Work instruction:
Quote the entries below from the line with "pin the cut edge of pie, one dot per instance" through the line with "x=613, y=211", both ends included, and only those lines.

Supplied material:
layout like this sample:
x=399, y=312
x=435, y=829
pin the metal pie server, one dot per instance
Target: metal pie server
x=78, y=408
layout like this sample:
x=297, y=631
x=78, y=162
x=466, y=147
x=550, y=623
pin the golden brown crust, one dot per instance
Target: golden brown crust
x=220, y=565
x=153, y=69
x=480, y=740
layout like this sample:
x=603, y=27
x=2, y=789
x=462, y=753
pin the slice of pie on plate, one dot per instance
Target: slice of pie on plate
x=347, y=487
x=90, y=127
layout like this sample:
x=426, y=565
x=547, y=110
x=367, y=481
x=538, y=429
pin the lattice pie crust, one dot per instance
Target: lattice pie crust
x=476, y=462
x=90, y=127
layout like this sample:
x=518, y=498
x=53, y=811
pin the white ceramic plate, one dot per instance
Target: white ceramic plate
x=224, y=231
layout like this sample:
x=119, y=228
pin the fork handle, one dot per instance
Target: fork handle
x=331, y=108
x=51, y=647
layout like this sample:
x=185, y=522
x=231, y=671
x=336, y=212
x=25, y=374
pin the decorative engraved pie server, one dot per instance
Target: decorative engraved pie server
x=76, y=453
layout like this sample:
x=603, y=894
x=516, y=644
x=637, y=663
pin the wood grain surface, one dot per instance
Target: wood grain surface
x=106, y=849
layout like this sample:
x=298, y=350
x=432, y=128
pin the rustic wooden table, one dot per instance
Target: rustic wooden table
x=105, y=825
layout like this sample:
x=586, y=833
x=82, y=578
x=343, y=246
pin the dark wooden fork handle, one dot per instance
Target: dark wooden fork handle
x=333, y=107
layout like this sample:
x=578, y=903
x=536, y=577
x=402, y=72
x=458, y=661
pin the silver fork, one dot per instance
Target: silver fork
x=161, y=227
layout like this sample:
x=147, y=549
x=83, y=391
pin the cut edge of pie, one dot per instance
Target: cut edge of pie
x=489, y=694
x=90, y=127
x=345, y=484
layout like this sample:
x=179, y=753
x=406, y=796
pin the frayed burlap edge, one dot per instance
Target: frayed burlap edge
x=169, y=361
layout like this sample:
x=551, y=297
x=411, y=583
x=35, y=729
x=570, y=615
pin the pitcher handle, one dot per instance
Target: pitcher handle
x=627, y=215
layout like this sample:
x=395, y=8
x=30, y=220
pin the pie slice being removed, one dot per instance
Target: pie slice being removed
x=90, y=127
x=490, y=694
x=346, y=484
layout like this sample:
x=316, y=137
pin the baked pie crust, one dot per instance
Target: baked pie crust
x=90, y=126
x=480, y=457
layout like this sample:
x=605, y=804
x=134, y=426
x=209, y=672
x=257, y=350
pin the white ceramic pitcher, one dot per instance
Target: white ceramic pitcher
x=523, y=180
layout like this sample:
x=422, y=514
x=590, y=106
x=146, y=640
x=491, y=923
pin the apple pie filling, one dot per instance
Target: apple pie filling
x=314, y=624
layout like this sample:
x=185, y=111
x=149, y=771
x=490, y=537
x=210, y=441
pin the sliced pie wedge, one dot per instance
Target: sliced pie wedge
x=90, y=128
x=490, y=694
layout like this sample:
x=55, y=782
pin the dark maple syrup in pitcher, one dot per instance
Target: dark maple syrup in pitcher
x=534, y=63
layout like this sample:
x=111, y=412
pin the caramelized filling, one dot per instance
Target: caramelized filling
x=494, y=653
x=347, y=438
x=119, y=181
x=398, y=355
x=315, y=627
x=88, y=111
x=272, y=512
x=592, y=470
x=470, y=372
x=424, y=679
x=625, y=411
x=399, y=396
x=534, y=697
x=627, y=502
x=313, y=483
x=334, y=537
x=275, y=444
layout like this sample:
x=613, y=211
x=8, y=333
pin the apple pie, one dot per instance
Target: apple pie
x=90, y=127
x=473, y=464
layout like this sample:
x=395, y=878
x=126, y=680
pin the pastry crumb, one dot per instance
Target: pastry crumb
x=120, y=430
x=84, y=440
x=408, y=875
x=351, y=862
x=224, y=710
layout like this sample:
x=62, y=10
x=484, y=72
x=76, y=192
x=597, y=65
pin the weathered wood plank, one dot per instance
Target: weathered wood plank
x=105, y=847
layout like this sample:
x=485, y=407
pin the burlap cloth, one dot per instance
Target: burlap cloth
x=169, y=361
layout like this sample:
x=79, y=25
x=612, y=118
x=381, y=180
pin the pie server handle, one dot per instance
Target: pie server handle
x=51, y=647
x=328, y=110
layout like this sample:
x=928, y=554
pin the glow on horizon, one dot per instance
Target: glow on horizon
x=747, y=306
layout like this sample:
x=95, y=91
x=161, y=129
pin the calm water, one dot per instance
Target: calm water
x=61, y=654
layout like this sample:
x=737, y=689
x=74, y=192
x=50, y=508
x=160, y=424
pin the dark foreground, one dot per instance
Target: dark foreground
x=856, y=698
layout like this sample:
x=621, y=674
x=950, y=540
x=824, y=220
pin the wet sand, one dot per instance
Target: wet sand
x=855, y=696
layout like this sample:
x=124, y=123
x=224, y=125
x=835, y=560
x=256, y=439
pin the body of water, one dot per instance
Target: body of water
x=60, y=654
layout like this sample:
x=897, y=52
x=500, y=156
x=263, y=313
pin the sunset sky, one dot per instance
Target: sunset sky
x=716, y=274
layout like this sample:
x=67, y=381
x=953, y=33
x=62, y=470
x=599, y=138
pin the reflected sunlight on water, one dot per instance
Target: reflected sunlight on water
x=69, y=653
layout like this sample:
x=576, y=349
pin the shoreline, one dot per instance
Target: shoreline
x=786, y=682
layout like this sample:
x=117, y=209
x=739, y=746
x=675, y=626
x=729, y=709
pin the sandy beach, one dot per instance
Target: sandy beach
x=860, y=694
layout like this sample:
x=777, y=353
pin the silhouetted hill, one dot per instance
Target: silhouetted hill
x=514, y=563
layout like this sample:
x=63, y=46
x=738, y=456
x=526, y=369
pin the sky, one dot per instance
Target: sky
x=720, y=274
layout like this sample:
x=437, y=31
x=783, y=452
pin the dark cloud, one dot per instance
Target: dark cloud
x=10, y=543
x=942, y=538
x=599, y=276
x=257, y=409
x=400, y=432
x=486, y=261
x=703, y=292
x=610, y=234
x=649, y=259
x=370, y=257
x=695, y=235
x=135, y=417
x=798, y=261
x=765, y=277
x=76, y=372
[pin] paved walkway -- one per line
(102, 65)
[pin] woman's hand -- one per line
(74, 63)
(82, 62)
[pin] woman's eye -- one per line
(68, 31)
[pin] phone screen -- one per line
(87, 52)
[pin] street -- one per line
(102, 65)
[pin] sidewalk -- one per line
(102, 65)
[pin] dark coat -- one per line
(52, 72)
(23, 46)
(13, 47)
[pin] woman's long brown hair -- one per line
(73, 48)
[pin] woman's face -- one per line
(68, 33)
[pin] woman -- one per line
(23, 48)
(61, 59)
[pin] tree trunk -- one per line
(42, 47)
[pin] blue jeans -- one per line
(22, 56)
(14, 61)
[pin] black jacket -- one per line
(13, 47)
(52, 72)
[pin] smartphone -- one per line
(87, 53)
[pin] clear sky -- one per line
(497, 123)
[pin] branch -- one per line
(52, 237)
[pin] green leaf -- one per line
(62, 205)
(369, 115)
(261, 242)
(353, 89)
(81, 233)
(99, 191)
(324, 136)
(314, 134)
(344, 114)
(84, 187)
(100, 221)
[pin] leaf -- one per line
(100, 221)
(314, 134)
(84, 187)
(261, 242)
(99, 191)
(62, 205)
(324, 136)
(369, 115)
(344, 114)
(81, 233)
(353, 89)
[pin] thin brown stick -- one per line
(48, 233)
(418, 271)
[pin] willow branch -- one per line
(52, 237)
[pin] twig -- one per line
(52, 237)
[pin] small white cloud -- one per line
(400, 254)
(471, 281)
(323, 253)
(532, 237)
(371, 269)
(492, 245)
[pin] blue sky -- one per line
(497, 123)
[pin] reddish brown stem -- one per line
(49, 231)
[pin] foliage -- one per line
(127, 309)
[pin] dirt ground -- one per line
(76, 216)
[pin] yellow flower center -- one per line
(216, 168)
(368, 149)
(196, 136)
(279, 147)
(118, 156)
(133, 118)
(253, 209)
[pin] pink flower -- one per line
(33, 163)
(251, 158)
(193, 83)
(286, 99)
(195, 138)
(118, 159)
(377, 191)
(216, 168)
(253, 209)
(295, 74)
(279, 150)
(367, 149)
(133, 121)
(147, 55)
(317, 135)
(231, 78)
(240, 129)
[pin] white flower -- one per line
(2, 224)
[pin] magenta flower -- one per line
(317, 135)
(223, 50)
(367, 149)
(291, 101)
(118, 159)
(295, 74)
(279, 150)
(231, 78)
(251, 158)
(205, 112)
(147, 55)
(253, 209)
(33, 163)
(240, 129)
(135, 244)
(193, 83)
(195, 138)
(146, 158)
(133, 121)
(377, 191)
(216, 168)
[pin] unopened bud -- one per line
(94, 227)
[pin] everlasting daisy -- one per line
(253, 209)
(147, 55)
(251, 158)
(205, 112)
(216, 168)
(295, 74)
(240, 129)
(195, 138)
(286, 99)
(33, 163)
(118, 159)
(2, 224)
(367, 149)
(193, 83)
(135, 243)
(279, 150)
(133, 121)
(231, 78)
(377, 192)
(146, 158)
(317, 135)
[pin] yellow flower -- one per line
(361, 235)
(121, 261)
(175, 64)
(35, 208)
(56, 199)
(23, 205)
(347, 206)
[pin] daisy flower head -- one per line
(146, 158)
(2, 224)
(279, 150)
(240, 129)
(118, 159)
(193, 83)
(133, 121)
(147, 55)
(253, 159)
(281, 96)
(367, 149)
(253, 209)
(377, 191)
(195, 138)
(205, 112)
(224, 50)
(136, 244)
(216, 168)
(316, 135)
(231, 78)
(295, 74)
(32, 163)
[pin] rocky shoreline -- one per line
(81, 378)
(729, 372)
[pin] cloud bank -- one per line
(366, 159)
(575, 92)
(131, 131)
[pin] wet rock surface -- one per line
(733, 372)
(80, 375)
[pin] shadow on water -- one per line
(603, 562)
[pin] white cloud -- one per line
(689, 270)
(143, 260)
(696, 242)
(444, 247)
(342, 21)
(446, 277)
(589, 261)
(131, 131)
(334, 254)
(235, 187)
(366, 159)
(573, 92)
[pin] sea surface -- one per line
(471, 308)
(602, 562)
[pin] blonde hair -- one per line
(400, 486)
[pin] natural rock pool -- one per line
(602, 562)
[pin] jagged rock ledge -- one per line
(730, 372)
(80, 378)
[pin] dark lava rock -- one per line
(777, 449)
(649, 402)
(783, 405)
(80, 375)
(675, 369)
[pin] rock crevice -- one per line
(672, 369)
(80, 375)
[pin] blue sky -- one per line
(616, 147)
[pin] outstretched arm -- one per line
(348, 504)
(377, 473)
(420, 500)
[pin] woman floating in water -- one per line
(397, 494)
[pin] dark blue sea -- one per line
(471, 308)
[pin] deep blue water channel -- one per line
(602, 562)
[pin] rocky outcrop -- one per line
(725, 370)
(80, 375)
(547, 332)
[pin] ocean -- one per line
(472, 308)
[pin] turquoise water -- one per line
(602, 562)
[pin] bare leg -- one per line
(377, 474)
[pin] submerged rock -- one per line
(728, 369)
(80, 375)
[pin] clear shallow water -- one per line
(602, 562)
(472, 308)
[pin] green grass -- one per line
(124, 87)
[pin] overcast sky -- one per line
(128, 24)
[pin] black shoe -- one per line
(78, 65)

Answer area:
pin the cut edge of pie, one dot per instance
Target: cut edge of pie
x=489, y=694
x=90, y=127
x=345, y=484
layout like this sample:
x=179, y=753
x=406, y=796
pin the frayed burlap edge, one dot per instance
Target: frayed burlap edge
x=169, y=361
layout like this sample:
x=551, y=297
x=411, y=583
x=35, y=729
x=570, y=615
pin the pitcher handle, one dot per instance
Target: pitcher handle
x=627, y=215
layout like this sample:
x=395, y=8
x=30, y=220
pin the pie slice being removed, one dot per instance
Target: pie slice being removed
x=90, y=127
x=490, y=694
x=346, y=484
layout like this sample:
x=316, y=137
pin the baked pie crust, one dot per instance
Target: baked pie crust
x=90, y=126
x=480, y=457
layout like this sample:
x=605, y=804
x=134, y=426
x=209, y=672
x=257, y=350
pin the white ceramic pitcher, one dot per instance
Target: white ceramic pitcher
x=523, y=180
layout like this sample:
x=422, y=514
x=590, y=106
x=146, y=640
x=491, y=923
pin the apple pie filling, one dot per instance
Target: apple pie filling
x=314, y=624
layout like this sample:
x=185, y=111
x=149, y=771
x=490, y=537
x=210, y=441
pin the sliced pie wedge, one dot per instance
Target: sliced pie wedge
x=90, y=128
x=490, y=694
layout like this sample:
x=55, y=782
pin the dark maple syrup in pitcher, one dot per instance
Target: dark maple syrup in pitcher
x=534, y=63
layout like this sample:
x=111, y=412
pin the caramelized filling, one dot per instance
Target: caramelized filling
x=494, y=653
x=347, y=438
x=119, y=181
x=398, y=355
x=315, y=627
x=88, y=111
x=272, y=512
x=592, y=470
x=470, y=372
x=424, y=679
x=625, y=411
x=399, y=396
x=534, y=697
x=627, y=502
x=313, y=483
x=334, y=537
x=275, y=444
layout like this sample:
x=613, y=211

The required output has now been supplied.